→ **Data listing**
BEGIN
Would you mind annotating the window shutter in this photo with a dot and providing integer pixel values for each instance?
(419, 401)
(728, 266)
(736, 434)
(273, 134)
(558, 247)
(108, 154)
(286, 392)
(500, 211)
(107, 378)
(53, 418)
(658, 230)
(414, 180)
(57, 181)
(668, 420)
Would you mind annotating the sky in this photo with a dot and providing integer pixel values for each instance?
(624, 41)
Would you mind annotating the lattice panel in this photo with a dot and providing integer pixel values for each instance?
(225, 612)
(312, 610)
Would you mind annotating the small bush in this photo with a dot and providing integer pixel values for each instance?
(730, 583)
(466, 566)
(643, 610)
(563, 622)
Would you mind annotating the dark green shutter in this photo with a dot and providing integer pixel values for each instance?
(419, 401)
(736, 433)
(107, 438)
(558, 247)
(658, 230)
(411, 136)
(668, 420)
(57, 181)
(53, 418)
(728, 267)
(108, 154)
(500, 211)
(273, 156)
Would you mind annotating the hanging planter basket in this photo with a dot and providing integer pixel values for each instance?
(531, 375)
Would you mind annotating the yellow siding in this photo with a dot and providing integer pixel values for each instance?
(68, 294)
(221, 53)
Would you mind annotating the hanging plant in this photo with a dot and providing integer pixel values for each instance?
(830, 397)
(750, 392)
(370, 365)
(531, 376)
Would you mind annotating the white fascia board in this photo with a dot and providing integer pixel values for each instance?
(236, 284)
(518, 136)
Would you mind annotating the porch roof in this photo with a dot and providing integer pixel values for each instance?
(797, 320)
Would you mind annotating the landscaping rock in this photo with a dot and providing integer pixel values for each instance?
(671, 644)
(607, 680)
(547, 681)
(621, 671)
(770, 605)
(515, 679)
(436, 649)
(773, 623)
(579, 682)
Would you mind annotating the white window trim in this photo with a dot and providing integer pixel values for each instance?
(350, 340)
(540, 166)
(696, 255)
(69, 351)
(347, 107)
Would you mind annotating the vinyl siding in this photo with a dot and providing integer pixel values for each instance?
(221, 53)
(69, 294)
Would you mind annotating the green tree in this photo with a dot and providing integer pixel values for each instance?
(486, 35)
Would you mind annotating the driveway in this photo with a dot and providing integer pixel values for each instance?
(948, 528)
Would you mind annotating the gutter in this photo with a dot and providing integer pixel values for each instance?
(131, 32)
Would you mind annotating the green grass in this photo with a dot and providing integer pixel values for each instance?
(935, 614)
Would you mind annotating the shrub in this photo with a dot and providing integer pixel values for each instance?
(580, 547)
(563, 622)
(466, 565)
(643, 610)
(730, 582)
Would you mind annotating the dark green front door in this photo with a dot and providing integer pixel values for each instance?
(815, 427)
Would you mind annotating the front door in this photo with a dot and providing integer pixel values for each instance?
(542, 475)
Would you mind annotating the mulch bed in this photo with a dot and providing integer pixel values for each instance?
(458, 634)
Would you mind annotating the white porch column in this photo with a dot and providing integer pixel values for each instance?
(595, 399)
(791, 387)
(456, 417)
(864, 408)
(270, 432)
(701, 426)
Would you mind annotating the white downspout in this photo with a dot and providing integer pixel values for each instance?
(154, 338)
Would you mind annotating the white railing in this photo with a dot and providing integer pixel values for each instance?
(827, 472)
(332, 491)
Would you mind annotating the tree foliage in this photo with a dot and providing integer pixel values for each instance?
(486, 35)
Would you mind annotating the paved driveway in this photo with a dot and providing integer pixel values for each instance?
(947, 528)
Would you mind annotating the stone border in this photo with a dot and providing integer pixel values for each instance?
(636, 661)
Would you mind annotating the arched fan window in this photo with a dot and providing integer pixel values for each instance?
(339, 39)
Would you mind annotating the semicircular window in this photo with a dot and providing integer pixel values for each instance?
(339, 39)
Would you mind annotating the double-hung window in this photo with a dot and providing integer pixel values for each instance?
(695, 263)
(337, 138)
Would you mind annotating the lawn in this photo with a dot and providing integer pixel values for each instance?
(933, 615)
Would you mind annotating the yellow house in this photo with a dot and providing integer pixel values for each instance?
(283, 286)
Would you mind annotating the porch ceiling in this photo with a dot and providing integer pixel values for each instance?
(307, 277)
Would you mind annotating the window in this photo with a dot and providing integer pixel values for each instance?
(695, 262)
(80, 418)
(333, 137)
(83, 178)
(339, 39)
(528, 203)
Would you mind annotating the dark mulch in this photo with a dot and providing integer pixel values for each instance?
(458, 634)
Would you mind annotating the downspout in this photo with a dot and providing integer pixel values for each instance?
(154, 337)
END
BEGIN
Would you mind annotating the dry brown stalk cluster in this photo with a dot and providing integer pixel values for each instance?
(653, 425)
END
BEGIN
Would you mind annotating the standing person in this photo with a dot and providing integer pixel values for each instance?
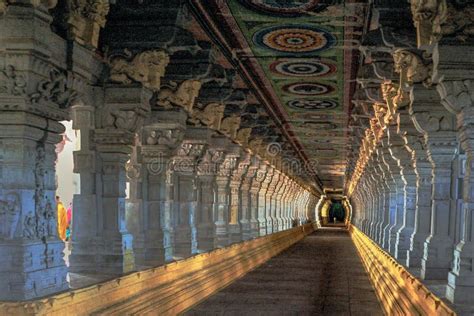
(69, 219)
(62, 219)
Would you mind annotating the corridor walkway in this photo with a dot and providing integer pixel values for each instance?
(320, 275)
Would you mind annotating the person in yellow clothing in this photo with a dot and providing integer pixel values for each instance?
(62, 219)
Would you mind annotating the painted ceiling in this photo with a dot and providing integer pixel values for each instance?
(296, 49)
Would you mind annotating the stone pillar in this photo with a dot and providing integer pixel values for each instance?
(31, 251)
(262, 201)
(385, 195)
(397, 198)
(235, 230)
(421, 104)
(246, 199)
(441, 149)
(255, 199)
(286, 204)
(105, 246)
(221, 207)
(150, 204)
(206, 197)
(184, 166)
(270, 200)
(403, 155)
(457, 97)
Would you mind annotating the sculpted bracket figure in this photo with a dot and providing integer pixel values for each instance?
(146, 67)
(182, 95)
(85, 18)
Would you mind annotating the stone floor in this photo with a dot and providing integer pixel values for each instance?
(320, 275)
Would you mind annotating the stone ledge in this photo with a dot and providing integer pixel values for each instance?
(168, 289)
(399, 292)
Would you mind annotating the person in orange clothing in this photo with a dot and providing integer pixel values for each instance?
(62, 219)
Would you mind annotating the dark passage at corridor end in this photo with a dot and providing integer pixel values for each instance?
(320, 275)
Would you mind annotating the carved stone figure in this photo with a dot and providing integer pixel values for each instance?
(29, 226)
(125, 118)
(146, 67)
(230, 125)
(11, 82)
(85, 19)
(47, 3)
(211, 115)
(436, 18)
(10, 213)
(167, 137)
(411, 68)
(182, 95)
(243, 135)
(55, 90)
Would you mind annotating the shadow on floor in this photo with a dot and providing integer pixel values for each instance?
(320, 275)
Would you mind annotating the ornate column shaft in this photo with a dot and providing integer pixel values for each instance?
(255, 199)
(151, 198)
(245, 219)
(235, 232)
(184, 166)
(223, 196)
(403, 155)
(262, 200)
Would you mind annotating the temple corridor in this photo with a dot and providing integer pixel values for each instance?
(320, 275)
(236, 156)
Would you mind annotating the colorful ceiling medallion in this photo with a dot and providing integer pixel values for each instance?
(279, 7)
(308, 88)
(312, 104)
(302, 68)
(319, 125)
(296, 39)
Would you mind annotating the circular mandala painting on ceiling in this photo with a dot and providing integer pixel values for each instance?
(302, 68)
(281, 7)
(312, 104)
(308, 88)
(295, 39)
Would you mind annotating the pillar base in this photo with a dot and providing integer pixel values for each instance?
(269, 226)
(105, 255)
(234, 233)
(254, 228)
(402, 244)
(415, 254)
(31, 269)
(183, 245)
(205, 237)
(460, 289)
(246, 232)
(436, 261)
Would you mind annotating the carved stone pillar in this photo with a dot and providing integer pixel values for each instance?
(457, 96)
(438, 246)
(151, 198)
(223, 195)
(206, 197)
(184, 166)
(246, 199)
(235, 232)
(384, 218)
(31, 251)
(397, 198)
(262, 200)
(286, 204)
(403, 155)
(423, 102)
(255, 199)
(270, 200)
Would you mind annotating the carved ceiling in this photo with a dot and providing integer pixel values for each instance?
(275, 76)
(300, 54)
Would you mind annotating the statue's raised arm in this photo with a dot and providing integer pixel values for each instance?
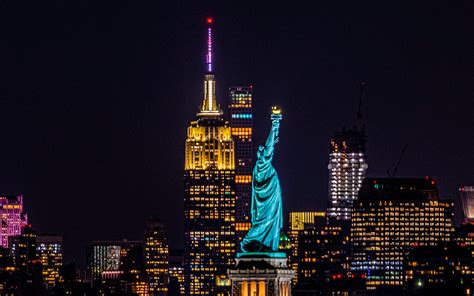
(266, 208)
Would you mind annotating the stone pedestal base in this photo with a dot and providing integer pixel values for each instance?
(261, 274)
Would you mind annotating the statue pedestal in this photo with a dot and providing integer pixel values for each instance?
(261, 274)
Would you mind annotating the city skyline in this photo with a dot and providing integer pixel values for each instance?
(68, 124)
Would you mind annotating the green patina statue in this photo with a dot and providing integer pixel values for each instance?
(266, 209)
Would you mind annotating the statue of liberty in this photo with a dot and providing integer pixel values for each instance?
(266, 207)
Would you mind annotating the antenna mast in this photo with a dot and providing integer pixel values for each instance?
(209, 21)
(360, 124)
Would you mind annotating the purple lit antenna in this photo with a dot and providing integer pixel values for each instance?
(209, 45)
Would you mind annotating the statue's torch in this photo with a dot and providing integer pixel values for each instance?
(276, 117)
END
Pick out every line in the entries above that contains the word "shutter", and copy each one in full.

→ **Result of the task**
Would you mind annotating the window shutter in this photo with a dot and providing integer pixel values for each instance?
Would you mind annotating the dark green shutter in this photo with a dot and providing integer pixel values for each instance?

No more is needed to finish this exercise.